* Required action:
Would you write out the lines from the one containing "Identify the low" to the end of the records below, exactly and in full, please?

* Record set:

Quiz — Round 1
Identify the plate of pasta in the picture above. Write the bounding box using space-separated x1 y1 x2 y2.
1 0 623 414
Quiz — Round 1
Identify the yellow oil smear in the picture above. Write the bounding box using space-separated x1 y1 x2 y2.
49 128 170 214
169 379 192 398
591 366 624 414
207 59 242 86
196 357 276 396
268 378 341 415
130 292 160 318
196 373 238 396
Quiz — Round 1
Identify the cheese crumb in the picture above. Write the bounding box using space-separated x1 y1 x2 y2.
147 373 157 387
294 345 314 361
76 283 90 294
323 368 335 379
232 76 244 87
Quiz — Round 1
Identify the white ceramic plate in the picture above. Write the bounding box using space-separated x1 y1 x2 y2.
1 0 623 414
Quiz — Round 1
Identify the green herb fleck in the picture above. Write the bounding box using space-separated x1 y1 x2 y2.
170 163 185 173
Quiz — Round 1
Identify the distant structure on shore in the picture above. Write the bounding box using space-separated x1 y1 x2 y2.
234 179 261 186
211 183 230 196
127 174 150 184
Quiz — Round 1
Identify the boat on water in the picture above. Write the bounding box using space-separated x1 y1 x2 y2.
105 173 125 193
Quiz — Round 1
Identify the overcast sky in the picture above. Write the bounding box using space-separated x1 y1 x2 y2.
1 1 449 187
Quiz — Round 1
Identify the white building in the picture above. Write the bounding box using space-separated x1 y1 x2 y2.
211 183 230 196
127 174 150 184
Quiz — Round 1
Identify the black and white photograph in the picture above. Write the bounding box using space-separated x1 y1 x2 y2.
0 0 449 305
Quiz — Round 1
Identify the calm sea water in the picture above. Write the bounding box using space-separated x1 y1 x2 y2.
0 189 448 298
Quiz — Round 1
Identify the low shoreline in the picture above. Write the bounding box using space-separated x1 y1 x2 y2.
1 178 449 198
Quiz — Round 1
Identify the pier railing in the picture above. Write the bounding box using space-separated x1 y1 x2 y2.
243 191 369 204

* Task answer:
Identify the low shoreline in the picture above. Write the bounding box using space-separated x1 y1 x2 y2.
1 178 449 198
Quiz — Round 1
Identify the pier railing in the picture above. Write the bounding box using space-separated x1 y1 x2 y2.
243 191 369 204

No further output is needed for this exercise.